:: EXTRACT
Yet many transparency policies haven't worked well at all. The water-quality reports are too complex for consumers to understand; the color-coded terrorism alerts don't have clear implications for citizens. Disclosures of plant closings come too late to affect corporate decisions, and the workers usually can't do anything about them.
Some policies are examples of what the authors call "gerrymandered transparency" as a result of special exceptions written into the laws by Congress (for example, small-business exemptions from requirements to report toxic releases). Indeed, because the transparency systems typically have serious limitations when first enacted, they are likely to succeed only if the political support for them is strong enough to sustain and strengthen them as they develop.
For transparency to work, according to Full Disclosure, several conditions need to be met. Those conditions include "a bridgeable information gap [contributing] substantially to risks or public service failures"; the potential for establishing generally agreed-on measures of performance; and "information users [with] the will, capacity, and cognitive tools to improve their choices."
What makes the whole subject of great interest is the possibility that transparency policies can now be made more effective and useful than ever before.
Transparency is not a new idea. The effort to open up government itself goes back to the steps taken in the 17th and 18th centuries to publish laws, ban secret trials, and create public galleries for viewing legislative sessions. Laws requiring corporations to disclose critical information came largely in the 20th century. The Pure Food and Drug Act of 1906 and the Security and Exchange Acts of the 1930s were key landmarks.
But it is in recent decades that transparency has come into own as a tool of public policy. Fung and his co-authors identify three waves of reform. The first-generation transparency policies of the 1960s and '70s -- right-to-know laws, such as the Freedom of Information Act -- gave the public access to previously restricted data and documents. Targeted transparency policies enacted in the '80s and after went a step further by requiring business and government to disclose standardized forms of information relevant to organizational performance.
More recently, a third generation of efforts has emerged that the authors call "technology-enabled collaborative transparency." Instead of passively receiving information, consumers and the public can now actively create it by pooling their own data and experience. And in contrast to the relatively inflexible and slow systems created under targeted transparency laws, the new approach uses computers and the Internet to provide real-time information that individuals can customize for their own use.
Some steps along these lines are already being taken, but we are just at the beginning of this new phase of innovation. To deal with local environmental concerns, for example, people in a community can use handheld devices to test tap-water purity and share the data "via user-friendly graphics like those of weather forecasts." Consumers may also be able to get information delivered to them more easily at the point of purchase. "Consumers seeking safe toys or healthy foods could zap a product's bar code with their cell phones to see an instant map of risks and benefits and a comparison to similar products," Fung and his co-authors note.
Whether or not these possibilities are realized depends, as always, on overcoming the corporate and bureaucratic interests that resist accountability. As the case studies show, some promising transparency measures were sabotaged from the outset. Even those who hope to use transparency to minimize top-down government regulation need to get politics to work well enough to lend consumers and citizens the power of sunlight.
::::
**TASK OBJECTIVE**
Reproduce the part of the transparency text starting at "What makes the" and ending at "were key landmarks.". Work from the transparency text alone.
:: DATA FOR REVIEW
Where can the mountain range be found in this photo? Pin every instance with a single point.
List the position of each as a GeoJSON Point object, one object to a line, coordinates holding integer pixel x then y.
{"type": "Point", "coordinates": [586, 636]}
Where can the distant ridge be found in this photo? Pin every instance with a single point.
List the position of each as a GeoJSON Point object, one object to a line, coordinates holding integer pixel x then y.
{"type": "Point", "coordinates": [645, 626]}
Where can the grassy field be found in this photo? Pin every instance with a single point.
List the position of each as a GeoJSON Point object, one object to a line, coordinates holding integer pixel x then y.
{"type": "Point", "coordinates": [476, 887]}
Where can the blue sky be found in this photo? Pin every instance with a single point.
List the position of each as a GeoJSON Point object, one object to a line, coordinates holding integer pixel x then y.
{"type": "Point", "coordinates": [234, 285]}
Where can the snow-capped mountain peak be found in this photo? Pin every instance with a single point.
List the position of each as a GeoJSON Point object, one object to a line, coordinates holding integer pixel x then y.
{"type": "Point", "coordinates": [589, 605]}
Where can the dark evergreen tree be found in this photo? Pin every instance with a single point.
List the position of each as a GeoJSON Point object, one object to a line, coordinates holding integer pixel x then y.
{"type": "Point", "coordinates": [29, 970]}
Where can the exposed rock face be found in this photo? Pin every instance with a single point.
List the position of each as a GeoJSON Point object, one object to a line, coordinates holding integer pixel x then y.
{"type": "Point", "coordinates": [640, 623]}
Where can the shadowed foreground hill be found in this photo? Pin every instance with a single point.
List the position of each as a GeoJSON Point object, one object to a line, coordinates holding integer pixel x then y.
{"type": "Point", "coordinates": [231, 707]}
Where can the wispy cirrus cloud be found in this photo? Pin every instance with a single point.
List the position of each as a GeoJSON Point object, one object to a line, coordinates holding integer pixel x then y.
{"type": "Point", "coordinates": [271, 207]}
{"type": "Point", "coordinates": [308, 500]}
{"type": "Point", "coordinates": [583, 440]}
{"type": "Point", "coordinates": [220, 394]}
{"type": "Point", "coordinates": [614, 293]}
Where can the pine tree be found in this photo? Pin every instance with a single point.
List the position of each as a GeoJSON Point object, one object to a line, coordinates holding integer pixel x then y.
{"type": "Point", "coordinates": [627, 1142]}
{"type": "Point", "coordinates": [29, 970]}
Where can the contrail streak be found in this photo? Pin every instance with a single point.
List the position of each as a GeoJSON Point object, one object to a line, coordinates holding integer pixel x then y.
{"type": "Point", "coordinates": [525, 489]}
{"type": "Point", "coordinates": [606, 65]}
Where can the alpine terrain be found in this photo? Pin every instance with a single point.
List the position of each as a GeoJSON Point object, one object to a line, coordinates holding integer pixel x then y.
::::
**OUTPUT**
What makes the whole subject of great interest is the possibility that transparency policies can now be made more effective and useful than ever before.
Transparency is not a new idea. The effort to open up government itself goes back to the steps taken in the 17th and 18th centuries to publish laws, ban secret trials, and create public galleries for viewing legislative sessions. Laws requiring corporations to disclose critical information came largely in the 20th century. The Pure Food and Drug Act of 1906 and the Security and Exchange Acts of the 1930s were key landmarks.